**WHAT IS REQUIRED**
If a record contains an image, leave the image out and repeat everything else exactly.

▼

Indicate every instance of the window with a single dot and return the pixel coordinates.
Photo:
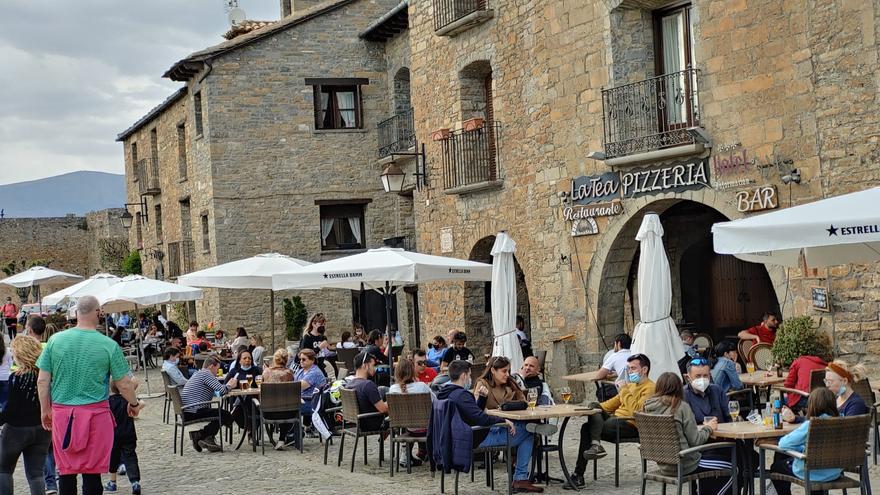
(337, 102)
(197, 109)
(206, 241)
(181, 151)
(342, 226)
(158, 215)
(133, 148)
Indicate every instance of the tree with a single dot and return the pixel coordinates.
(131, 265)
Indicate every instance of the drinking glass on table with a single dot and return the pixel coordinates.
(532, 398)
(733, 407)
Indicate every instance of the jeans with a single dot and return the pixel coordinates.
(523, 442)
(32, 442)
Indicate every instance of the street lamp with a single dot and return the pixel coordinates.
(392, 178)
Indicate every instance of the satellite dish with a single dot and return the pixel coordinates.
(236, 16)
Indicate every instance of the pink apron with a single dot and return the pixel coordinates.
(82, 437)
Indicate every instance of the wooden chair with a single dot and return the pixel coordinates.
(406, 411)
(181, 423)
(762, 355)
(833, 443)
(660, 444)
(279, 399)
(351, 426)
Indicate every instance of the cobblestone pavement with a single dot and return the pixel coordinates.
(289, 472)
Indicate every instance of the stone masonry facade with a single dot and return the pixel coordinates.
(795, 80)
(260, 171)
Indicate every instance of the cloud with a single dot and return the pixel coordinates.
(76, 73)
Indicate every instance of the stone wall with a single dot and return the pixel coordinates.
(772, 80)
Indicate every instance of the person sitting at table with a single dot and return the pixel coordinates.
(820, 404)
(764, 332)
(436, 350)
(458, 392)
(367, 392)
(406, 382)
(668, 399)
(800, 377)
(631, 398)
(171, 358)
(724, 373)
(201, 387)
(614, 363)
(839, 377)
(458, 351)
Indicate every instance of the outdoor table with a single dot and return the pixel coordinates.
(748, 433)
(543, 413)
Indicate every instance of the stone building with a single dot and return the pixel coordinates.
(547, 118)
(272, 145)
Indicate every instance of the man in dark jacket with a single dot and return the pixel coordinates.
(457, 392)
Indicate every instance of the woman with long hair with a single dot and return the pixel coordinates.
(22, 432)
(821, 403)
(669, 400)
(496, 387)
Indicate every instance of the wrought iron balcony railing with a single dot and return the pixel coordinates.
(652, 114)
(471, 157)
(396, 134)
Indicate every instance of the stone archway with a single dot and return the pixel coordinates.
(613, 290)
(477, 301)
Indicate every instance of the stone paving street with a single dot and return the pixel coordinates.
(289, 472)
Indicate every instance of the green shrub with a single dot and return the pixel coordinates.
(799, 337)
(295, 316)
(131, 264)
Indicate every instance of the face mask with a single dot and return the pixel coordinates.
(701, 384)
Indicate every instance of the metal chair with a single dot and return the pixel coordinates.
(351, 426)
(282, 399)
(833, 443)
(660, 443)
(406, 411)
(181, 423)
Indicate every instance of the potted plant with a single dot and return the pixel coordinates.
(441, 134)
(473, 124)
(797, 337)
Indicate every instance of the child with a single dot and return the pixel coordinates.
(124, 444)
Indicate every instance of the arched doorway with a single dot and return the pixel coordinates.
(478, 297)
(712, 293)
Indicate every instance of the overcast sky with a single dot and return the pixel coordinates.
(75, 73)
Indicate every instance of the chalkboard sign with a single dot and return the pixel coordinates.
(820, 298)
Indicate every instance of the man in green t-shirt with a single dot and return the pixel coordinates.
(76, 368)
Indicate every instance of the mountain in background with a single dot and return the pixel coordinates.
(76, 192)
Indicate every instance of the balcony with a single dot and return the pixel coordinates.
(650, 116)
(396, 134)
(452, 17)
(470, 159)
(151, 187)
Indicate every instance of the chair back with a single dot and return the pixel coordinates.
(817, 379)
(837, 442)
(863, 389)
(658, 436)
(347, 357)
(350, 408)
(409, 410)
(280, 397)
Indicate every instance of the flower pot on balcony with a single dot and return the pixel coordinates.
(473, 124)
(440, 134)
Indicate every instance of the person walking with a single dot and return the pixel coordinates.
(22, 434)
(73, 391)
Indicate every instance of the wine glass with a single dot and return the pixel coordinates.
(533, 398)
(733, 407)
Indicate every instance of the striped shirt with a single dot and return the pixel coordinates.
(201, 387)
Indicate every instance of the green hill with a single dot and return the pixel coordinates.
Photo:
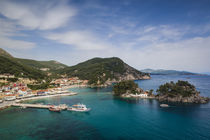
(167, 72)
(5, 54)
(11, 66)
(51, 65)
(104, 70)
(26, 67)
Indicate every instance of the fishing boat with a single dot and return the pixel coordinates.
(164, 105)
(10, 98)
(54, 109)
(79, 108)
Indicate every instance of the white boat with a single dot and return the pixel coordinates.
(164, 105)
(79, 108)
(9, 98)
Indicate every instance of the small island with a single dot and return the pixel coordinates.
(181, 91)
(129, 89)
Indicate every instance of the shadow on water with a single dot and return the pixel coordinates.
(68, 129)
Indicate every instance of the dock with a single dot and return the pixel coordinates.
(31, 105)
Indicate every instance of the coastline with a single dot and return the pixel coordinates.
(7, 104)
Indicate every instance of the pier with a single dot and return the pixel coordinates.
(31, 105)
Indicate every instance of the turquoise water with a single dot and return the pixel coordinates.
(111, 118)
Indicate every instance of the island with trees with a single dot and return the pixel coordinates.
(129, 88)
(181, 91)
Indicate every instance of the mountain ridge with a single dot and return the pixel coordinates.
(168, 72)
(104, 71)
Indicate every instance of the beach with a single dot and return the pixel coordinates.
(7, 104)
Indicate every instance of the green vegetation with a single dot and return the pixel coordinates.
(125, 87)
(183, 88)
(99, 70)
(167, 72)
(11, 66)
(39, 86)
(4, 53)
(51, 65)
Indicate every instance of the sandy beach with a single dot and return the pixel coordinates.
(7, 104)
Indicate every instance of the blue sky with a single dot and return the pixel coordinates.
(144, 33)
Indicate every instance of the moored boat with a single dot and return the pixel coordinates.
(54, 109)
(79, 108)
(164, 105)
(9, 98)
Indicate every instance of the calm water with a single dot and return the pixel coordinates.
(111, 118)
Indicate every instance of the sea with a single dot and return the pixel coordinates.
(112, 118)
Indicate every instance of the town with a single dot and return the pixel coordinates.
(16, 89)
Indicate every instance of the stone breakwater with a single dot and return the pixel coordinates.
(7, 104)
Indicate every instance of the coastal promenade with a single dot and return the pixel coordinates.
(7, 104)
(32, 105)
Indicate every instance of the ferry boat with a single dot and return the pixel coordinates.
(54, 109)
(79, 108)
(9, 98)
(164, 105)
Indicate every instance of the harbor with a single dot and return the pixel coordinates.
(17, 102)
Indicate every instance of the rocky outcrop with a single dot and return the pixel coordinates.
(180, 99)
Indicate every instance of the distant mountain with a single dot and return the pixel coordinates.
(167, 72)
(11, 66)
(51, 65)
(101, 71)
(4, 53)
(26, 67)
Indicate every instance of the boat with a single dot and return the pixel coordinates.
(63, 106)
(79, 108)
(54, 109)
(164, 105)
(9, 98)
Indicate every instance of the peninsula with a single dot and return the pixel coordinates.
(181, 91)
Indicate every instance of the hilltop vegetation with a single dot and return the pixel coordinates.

▲

**RESULT FOR THIS TASK**
Indicate every instance of the window with a single dot and return the pixel coordinates.
Photo:
(337, 102)
(197, 109)
(206, 241)
(181, 151)
(342, 226)
(158, 215)
(133, 148)
Indicate every instance of the tree with a single dot and return the pixel coordinates.
(131, 265)
Indicate every instance of the drinking glass on table with a single dot and return the pixel coordinates.
(532, 398)
(733, 407)
Indicate every instance of the jeans with a single dot and return the pixel coordinates.
(523, 442)
(32, 442)
Indicate every instance of the street lamp with a single dot and return the pixel coordinates.
(392, 178)
Indicate every instance of the satellite dish with a single dot and return the pixel coordinates.
(236, 16)
Indicate every instance of the pink apron with a single dot and return the pixel coordinates.
(82, 437)
Indicate every instance of the wooden chair with a single dot and return the pixel coordinates.
(406, 411)
(181, 423)
(762, 355)
(833, 443)
(660, 444)
(279, 399)
(351, 426)
Indicate every instance of the cobblestone pavement with a single dot and return the pixel coordinates.
(289, 472)
Indicate every instance of the stone masonry facade with a single dot and return the pixel coordinates.
(795, 80)
(260, 171)
Indicate every instance of the cloud with a single dot and return the pixel coordinates.
(76, 73)
Indicate every instance of the stone wall with a single dot and return the pixel coordinates.
(772, 80)
Indicate every instance of the person sitting at table with a single dot and return the pixel coordinates.
(820, 404)
(764, 332)
(436, 350)
(458, 392)
(367, 392)
(406, 382)
(668, 399)
(800, 377)
(631, 398)
(171, 358)
(724, 373)
(201, 387)
(614, 363)
(839, 377)
(458, 351)
Indicate every instance of the outdoor table with a single dot and return the pixel coordinates.
(748, 433)
(543, 413)
Indicate every instance of the stone building with a single dot and return the pixel coordinates.
(547, 118)
(272, 145)
Indicate every instance of the man in dark jacket with a single dot and return the pixel coordinates.
(457, 392)
Indicate every instance of the woman with long hair with a single dot and return the pixel coordinates.
(22, 432)
(821, 403)
(669, 400)
(496, 387)
Indicate every instance of the wrought iron balcony railing with a single dot and return the pixel coordinates.
(652, 114)
(471, 157)
(396, 134)
Indicate every instance of the stone archway with a single dot and return the pixel coordinates.
(613, 290)
(477, 301)
Indicate every instance of the stone paving street with a single dot and return the pixel coordinates.
(289, 472)
Indicate every instance of the green shrub with a single dot and return the pixel coordinates.
(799, 337)
(295, 316)
(131, 264)
Indicate every instance of the face mask with a single dot and return the pixel coordinates.
(701, 384)
Indicate every instance of the metal chair with a single dot and return the pixel coordinates.
(351, 426)
(282, 399)
(833, 443)
(660, 443)
(406, 411)
(181, 423)
Indicate every instance of the potted plant with a single dot and return the pixel coordinates.
(441, 134)
(473, 124)
(797, 337)
Indicate every instance of the child with a single dot and return the pixel coordinates.
(124, 444)
Indicate every instance of the arched doorway with a single dot and return the pixel coordinates.
(478, 297)
(712, 293)
Indicate every instance of the overcast sky with a single dot and return the pixel coordinates.
(75, 73)
Indicate every instance of the chalkboard sign with a single dot and return the pixel coordinates.
(820, 298)
Indicate every instance of the man in green t-shirt with a single dot and return the pixel coordinates.
(76, 368)
Indicate every instance of the mountain in background with a single dot and return the pixel coordinates.
(76, 192)
Indicate every instance of the balcony with a single dot and return the pixel coordinates.
(650, 116)
(396, 134)
(452, 17)
(470, 159)
(151, 187)
Indicate every instance of the chair back with a single dot and return the pixel coordinates.
(817, 379)
(837, 442)
(863, 389)
(658, 436)
(347, 357)
(350, 408)
(409, 410)
(280, 397)
Indicate every instance of the flower pot on balcony with a single dot and return the pixel coordinates.
(473, 124)
(440, 134)
Indicate every instance of the person walking with a single dot and return the pixel coordinates.
(22, 434)
(73, 391)
Indicate every instance of the wine glass with a single dot and return the pixel coordinates.
(533, 398)
(733, 407)
Indicate every instance of the striped shirt with a single dot and return the pixel coordinates.
(201, 387)
Indicate every instance of the green hill with a single dot and return the pixel coordinates.
Photo:
(167, 72)
(5, 54)
(11, 66)
(51, 65)
(104, 70)
(26, 67)
Indicate every instance of the fishing boat with a single dot and return the pixel coordinates.
(164, 105)
(10, 98)
(54, 109)
(79, 108)
Indicate every instance of the white boat with a single dot and return the pixel coordinates.
(164, 105)
(79, 108)
(9, 98)
Indicate every instance of the small island with a single dot and return the pixel coordinates.
(181, 91)
(129, 89)
Indicate every instance of the shadow on water with a single dot and return the pixel coordinates.
(68, 129)
Indicate every instance of the dock with a single dot and return the pixel coordinates.
(31, 105)
Indicate every instance of the coastline with a single dot and return the pixel coordinates.
(7, 104)
Indicate every instance of the pier with a single dot and return the pixel coordinates.
(31, 105)
Indicate every instance of the turquoise water with a single dot and return the pixel coordinates.
(111, 118)
Indicate every instance of the island with trees with a single dot and return the pixel coordinates.
(129, 88)
(181, 91)
Indicate every instance of the mountain ridge with a single dot and return the pixel coordinates.
(168, 72)
(104, 71)
Indicate every instance of the beach with a single dot and return the pixel coordinates.
(7, 104)
Indicate every instance of the green vegetation with a single dot and return the pixel coordinates.
(125, 87)
(183, 88)
(99, 70)
(167, 72)
(11, 66)
(39, 86)
(4, 53)
(51, 65)
Indicate every instance of the sandy beach with a single dot and return the pixel coordinates.
(7, 104)
Indicate every instance of the blue sky with a single dot and return the pixel coordinates.
(144, 33)
Indicate every instance of the moored boat with a single dot and return the pixel coordinates.
(54, 109)
(79, 108)
(164, 105)
(9, 98)
Indicate every instance of the calm water with a single dot and return the pixel coordinates.
(111, 118)
Indicate every instance of the sea with a single dot and return the pixel coordinates.
(112, 118)
Indicate every instance of the town with a single dot and return the pixel coordinates.
(16, 89)
Indicate every instance of the stone breakwater with a single dot and return the pixel coordinates.
(7, 104)
Indicate every instance of the coastal promenade with a single dot and return the pixel coordinates.
(7, 104)
(32, 105)
Indicate every instance of the ferry boat with a single dot and return the pixel coordinates.
(54, 109)
(79, 108)
(9, 98)
(164, 105)
Indicate every instance of the harbor with a single dot and return the pixel coordinates.
(17, 102)
Indicate every instance of the rocky outcrop with a single dot and return the pixel coordinates.
(180, 99)
Indicate every instance of the distant mountain with a single dot and return the pixel coordinates.
(167, 72)
(11, 66)
(51, 65)
(101, 71)
(4, 53)
(26, 67)
Indicate every instance of the boat with a single dot and return the pixel coordinates.
(63, 106)
(79, 108)
(54, 109)
(164, 105)
(9, 98)
Indicate every instance of the peninsula with a single dot and return the pixel coordinates.
(181, 91)
Indicate every instance of the hilltop vegetation with a single dot and return the pixel coordinates.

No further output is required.